▶ WORK REQUIRED
Print nothing except the lines of the listing below from the line with "Camera-trap review: tag the pine tree line" to the line with "Camera-trap review: tag the foliage", each exactly as written, both ends included.

▶ ENTRIES SHOWN
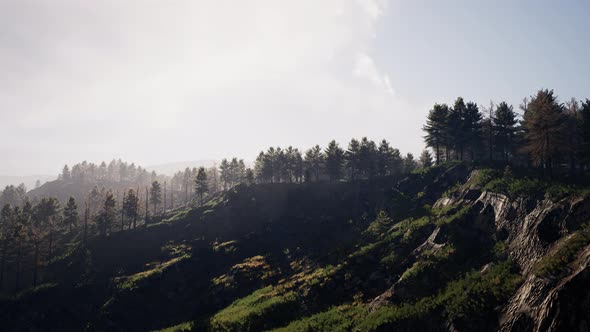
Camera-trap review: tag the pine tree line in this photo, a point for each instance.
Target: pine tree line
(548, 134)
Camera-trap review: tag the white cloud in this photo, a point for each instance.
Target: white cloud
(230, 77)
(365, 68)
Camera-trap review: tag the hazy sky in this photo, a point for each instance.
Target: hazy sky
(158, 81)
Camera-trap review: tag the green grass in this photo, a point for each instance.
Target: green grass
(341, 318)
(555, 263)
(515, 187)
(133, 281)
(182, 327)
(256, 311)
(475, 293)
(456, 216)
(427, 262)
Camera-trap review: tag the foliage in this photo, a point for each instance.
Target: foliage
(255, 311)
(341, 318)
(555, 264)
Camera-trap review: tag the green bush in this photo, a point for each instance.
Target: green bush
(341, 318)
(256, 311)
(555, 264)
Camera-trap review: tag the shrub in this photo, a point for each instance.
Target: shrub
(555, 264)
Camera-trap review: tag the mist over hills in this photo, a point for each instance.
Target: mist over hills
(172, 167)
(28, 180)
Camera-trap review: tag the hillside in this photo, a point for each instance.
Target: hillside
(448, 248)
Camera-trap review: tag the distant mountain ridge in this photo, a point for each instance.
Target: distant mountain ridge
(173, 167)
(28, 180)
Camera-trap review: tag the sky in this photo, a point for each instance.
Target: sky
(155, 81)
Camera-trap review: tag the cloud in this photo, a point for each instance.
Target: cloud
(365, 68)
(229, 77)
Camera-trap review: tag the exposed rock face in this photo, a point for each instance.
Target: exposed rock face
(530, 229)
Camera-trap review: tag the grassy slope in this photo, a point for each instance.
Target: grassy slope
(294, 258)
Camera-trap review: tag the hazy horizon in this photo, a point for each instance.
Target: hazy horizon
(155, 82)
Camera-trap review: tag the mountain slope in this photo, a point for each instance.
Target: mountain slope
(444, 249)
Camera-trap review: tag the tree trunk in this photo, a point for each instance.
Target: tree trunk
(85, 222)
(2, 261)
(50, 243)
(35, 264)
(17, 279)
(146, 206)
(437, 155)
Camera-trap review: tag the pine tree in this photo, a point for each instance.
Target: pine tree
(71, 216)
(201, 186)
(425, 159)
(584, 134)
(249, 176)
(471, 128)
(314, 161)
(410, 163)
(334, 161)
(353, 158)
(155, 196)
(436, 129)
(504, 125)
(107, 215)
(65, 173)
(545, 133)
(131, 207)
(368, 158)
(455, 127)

* * *

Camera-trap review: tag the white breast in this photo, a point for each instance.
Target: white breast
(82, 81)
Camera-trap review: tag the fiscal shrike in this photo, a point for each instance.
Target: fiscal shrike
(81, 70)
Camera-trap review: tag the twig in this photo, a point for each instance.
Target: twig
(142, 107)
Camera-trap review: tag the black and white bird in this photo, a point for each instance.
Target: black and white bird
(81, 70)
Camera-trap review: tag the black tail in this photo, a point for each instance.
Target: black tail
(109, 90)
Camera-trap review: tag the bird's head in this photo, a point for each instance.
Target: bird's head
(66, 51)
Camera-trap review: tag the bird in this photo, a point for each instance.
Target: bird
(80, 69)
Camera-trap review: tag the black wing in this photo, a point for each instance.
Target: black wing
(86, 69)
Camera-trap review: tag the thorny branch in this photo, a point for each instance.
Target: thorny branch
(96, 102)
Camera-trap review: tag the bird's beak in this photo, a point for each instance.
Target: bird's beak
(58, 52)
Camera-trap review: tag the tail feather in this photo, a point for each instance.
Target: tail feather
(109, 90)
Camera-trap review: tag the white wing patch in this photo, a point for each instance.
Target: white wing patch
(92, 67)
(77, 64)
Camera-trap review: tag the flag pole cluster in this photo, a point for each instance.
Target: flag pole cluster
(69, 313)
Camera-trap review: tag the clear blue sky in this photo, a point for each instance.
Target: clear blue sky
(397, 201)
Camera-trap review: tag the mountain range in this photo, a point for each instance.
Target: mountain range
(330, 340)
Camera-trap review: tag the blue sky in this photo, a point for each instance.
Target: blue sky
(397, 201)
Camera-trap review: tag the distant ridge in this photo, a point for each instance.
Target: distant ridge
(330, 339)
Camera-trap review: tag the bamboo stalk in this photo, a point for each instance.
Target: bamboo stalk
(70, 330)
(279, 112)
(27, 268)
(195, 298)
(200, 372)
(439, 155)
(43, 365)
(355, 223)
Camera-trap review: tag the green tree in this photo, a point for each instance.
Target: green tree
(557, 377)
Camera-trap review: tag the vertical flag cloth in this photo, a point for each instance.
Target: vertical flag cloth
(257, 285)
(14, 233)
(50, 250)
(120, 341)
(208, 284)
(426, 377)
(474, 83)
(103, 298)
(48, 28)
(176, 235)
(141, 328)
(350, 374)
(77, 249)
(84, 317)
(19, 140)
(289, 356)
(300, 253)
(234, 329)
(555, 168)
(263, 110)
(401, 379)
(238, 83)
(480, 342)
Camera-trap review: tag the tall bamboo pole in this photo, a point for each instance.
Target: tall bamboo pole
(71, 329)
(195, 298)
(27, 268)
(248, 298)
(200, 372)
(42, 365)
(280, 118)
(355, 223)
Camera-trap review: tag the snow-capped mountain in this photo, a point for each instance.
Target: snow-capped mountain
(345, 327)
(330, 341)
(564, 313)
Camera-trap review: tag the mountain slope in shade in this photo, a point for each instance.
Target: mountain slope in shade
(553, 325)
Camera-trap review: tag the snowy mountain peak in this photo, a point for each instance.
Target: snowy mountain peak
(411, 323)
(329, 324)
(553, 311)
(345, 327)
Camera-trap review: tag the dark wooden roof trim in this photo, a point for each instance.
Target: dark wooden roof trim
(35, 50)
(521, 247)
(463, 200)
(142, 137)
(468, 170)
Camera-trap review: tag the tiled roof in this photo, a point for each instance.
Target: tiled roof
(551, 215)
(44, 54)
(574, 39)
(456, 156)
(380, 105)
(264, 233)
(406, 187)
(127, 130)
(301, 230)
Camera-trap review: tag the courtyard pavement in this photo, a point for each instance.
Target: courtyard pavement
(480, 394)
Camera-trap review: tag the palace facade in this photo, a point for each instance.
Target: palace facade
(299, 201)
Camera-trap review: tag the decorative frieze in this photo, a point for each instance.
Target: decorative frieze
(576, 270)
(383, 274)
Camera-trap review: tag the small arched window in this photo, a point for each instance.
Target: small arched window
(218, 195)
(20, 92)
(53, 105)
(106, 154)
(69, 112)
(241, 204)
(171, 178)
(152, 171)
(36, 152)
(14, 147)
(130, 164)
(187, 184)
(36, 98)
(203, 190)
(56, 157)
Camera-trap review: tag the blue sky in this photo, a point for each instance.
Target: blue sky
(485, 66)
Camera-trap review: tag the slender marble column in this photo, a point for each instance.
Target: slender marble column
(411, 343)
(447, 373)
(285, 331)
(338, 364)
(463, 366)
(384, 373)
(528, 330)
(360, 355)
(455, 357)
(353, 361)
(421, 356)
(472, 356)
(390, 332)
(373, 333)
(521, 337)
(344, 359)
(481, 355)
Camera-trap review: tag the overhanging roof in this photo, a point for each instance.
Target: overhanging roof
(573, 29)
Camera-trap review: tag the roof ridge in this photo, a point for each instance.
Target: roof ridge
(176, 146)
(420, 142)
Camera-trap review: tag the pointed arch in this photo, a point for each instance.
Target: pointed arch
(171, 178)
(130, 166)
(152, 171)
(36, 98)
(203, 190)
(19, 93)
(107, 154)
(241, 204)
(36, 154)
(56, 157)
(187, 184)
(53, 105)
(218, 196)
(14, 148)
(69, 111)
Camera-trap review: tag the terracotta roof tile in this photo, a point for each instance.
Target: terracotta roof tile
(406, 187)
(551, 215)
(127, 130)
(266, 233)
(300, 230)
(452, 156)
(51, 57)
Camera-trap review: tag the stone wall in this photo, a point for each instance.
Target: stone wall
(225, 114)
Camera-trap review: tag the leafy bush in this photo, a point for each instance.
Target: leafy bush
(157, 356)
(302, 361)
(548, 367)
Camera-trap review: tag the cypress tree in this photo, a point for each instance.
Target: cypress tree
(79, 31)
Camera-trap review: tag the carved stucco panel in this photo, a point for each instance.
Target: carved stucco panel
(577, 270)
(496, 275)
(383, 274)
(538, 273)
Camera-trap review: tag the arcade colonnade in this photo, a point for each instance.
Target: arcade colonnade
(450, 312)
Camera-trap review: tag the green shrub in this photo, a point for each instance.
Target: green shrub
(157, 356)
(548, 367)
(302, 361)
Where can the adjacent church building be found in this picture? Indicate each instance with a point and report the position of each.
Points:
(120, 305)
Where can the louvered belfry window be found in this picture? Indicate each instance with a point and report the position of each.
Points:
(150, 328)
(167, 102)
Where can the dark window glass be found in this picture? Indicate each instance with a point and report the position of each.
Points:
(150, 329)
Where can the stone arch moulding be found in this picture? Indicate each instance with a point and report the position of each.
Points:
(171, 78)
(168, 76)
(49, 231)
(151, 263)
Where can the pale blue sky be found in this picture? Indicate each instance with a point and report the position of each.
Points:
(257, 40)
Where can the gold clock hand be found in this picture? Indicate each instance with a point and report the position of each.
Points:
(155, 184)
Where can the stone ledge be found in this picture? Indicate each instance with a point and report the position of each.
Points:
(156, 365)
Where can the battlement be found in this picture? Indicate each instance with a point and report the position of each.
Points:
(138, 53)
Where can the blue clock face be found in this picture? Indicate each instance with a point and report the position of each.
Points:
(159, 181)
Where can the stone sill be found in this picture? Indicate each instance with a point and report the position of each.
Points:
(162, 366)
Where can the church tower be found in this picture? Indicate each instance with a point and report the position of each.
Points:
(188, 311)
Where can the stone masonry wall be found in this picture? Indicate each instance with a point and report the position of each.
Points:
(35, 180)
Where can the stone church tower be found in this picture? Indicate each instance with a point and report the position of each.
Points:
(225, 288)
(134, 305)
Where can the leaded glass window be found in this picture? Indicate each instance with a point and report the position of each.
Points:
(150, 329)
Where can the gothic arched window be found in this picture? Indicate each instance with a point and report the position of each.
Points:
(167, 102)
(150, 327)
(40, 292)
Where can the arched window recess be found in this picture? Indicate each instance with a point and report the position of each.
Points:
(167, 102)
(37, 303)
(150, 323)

---

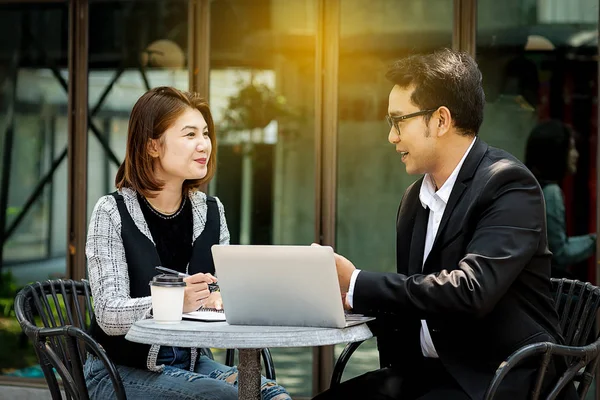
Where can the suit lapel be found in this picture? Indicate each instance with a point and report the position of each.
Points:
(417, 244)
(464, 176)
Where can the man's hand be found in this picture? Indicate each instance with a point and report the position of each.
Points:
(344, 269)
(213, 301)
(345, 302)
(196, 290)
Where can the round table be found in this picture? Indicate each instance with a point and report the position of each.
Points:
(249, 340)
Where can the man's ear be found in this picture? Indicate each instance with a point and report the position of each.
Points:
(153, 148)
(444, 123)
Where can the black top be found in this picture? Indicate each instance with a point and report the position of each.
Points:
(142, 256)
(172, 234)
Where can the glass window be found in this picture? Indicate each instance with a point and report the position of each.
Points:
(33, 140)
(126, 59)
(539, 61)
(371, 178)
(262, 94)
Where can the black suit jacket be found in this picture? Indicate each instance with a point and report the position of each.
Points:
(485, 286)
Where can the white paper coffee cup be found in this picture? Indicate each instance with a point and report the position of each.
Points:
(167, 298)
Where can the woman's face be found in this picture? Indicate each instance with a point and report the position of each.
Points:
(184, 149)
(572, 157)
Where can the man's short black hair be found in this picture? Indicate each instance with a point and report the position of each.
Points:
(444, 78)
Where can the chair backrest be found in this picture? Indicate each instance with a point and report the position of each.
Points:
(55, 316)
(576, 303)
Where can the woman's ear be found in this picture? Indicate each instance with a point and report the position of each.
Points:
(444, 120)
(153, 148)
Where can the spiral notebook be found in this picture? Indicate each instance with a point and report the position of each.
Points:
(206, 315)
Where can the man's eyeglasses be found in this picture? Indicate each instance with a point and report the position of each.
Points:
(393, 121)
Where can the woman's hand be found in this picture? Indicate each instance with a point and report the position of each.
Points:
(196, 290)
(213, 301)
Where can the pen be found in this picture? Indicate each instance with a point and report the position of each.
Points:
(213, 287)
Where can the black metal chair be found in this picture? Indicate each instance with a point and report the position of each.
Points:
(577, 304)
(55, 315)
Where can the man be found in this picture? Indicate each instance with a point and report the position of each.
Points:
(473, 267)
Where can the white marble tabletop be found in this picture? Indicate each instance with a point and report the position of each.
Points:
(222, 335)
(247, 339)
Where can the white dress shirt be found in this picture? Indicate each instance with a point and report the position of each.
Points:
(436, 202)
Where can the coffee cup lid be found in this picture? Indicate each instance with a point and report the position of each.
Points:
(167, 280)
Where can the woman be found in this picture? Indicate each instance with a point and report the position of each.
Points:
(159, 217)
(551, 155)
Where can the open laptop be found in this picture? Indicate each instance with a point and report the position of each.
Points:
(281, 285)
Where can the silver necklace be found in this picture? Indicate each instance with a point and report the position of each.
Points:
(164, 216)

▶ EXERCISE RESPONSE
Camera-trap review: tag the pine tree line in this photo, a point for each instance.
Target: pine tree line
(548, 134)
Camera-trap review: tag the white cloud in this photo, a point for each instance.
Target: white cloud
(230, 77)
(365, 68)
Camera-trap review: tag the hazy sky in this photo, a point for each instance.
Target: hazy sky
(158, 81)
Camera-trap review: tag the green grass in this photo, a point for each instance.
Target: green grass
(341, 318)
(555, 263)
(515, 187)
(133, 281)
(182, 327)
(256, 311)
(475, 293)
(456, 216)
(427, 262)
Camera-trap review: tag the foliage in this photo, a point for each instance.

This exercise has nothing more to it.